*Aim of the task*
Recast every line of the material below as a numbered list, leaving out any blank lines.

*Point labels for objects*
---
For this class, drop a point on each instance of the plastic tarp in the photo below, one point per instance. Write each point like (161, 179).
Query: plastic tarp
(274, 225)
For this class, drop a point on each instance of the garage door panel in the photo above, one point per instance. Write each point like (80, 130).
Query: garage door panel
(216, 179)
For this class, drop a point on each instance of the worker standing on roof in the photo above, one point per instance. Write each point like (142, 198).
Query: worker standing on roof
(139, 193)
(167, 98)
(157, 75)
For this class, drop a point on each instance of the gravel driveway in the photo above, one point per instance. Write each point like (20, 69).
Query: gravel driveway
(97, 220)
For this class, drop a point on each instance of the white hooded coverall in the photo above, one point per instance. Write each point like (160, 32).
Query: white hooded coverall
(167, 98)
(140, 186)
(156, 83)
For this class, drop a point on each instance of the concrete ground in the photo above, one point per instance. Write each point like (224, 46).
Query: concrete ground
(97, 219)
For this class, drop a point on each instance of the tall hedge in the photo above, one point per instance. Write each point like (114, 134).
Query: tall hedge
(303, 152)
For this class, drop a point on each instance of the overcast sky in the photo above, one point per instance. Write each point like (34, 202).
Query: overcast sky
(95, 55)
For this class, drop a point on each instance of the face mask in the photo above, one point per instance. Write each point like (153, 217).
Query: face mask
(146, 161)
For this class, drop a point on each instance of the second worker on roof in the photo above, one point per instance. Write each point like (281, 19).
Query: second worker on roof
---
*Right answer*
1. For this class, drop a point on each instance of the plastic tarp in the photo below, one point per instance. Write each point like (161, 179).
2. Query: plastic tarp
3. (274, 225)
4. For this class, drop a point on each instance of the garage door panel in the photo above, one point per instance. Write each point like (80, 130).
5. Query: garage door panel
6. (216, 179)
7. For this class, drop a point on each instance of the worker standing on roof in the photo above, one point per instance. Write each point like (142, 198).
8. Query: worker standing on roof
9. (139, 193)
10. (167, 98)
11. (157, 75)
12. For this class, drop a point on each instance of the gravel driveway in the photo above, one point per instance. Write each point like (20, 69).
13. Query: gravel driveway
14. (97, 220)
15. For this class, drop a point on each instance of the white hooded coverall in the photo above, one point per instance. Write each point like (160, 32).
16. Query: white hooded coverall
17. (167, 98)
18. (140, 186)
19. (156, 83)
20. For this class, drop a point on each instance of the concrete ground in the photo above, one point per instance. Write each point like (224, 46).
21. Query: concrete ground
22. (97, 219)
23. For this class, drop a point on each instance of the tall hedge in the photo above, one point per instance. Write each point like (114, 134).
24. Query: tall hedge
25. (303, 152)
26. For this class, drop a point on each instance of the overcast sky in the photo above, one point per instance. Write each point like (34, 202).
27. Query: overcast sky
28. (95, 55)
29. For this class, drop a point on each instance of the face mask in the photo above, one point per instance. Write each point like (153, 217).
30. Query: face mask
31. (146, 161)
32. For this class, drop a point on each instance of the second worker on roof in the photo above, one point per instance. Write each point like (281, 19).
33. Query: second worker on roof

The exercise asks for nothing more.